:: ACTION ITEM ::
Continue the first aid and health page from the point at which it stops.

:: DOCUMENT TEXT ::
┄┄┄┄┄┄┄┄┄┄┄┄┄┄┄┄┄┄┄┄
First Aid & Health

Disclaimer: This information is not intended as a substitute for professional medical advice, emergency treatment or formal first-aid training. Don’t use this information to diagnose or develop a treatment plan for a health problem or disease without consulting a qualified health care provider. If you’re in a life-threatening or emergency medical situation, seek medical assistance immediately.

Drowning…what actually happens

The process of drowning begins when the victim’s airway is submerged below the surface of the water. While above the water, a child will typically struggle for only 20 seconds before they become submerged. In contrast, an adult will struggle for approximately 60 seconds before they become submerged. The drowning process begins when the patient’s airway is below the water. Initially, there’s breath holding, and a small amount of water (typically less than 30 mL or 2 tablespoons) may enter the lungs if the patient gasps. During the struggle and the early part of unconsciousness, there’s reflex swallowing as the body attempts to clear the oropharynx of water. Even if water enters the lungs during this period, it’s typically only a small amount (2–4 mL/kg).  Unconsciousness typically occurs within four to six minutes of submersion.

What to do when you see lights and hear sirens…DO NOT PANIC AND PLEASE GIVE WAY!

If an emergency vehicle is approaching and is sounding an alarm or showing flashing lights, you must move out of the path of the emergency vehicle as soon as you can do so safely.

Here’s some tips:

  • Again, do not panic.
  • Slow down, but do not brake rapidly.
┄┄┄┄┄┄┄┄┄┄┄┄┄┄┄┄┄┄┄┄
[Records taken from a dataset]

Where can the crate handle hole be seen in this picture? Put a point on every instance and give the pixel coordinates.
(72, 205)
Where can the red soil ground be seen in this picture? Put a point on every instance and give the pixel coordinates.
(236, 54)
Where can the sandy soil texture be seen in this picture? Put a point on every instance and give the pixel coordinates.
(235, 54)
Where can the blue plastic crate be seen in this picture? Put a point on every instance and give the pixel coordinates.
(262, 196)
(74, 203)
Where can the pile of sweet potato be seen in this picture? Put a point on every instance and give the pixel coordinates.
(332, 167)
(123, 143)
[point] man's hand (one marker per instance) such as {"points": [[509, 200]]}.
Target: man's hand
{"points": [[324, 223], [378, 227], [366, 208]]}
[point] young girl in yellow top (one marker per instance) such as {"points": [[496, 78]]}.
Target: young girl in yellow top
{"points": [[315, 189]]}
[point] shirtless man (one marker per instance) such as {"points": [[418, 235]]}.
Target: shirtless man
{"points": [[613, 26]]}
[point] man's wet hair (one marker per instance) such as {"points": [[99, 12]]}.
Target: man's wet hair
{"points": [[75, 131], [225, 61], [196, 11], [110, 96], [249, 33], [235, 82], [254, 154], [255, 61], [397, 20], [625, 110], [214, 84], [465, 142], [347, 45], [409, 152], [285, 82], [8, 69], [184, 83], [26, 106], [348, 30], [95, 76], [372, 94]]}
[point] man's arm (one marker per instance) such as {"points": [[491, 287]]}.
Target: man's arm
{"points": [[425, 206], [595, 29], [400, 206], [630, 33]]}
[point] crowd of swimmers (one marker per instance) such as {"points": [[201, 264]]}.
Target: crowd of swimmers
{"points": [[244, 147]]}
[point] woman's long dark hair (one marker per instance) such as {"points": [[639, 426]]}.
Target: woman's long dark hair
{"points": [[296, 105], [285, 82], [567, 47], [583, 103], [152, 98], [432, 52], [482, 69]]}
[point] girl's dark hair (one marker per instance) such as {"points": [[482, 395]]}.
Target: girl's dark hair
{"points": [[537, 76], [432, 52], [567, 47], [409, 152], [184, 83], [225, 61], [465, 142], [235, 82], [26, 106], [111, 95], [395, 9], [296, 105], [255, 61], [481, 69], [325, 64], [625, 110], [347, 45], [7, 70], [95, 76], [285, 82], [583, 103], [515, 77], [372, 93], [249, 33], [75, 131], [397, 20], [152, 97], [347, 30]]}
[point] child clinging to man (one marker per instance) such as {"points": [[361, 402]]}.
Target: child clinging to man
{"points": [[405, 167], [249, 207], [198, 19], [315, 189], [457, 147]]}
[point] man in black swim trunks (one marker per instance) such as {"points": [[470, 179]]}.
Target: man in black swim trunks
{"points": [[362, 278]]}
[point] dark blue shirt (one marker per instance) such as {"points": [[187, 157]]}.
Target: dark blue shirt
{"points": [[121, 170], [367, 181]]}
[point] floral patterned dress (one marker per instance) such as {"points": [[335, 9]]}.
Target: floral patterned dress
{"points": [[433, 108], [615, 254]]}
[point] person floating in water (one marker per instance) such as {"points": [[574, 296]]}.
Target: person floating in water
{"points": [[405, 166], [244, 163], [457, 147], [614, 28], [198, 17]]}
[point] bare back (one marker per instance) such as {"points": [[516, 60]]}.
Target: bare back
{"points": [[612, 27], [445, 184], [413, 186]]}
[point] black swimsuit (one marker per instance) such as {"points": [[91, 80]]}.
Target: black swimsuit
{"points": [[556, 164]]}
┄┄┄┄┄┄┄┄┄┄┄┄┄┄┄┄┄┄┄┄
:: ANSWER AREA ::
  • Use your indicators.
  • Be aware of other motorists.
  • Do not move suddenly or move into the path of the emergency vehicle.
  • Move as far to the left of the road as you can and come to a stop.
  • If you cannot move left safely, stay where you are and let the emergency vehicle drive around you.

Stroke…as simple as STR

You spend 3 hours in traffic everyday…this is how long a patient with an acute stroke has to get to an appropriate facility that could save them from a lifetime of disability.

Someone you know or you will probably have a stroke in your lifetime, early diagnosis and immediate referral could make all the difference.

Sometimes symptoms of a stroke are difficult to identify. Unfortunately, the lack of awareness spells disaster.
The stroke victim may suffer severe brain damage when people nearby fail to recognize the symptoms of a stroke.

A bystander can recognize a stroke by asking three simple questions :

S * Ask the individual to SMILE ..

T * = TALK. Ask the person to SPEAK A SIMPLE SENTENCE (Coherently) (eg ‘It is sunny out today’).
R * Ask him or her to RAISE BOTH ARMS .

If he or she has trouble with ANY ONE of these tasks, CALL AN AMBULANCE and get the patient to a STROKE APPROPRIATE FACILITY.

NOTE : Another ‘sign’ of a stroke is

  1. Ask the person to ‘stick’ out their tongue.
  2. If the tongue is ‘crooked’, if it goes to one side or the other that is also an indication of a stroke.

Remember these ‘3’ steps, STR . Read, Learn and Teach someone!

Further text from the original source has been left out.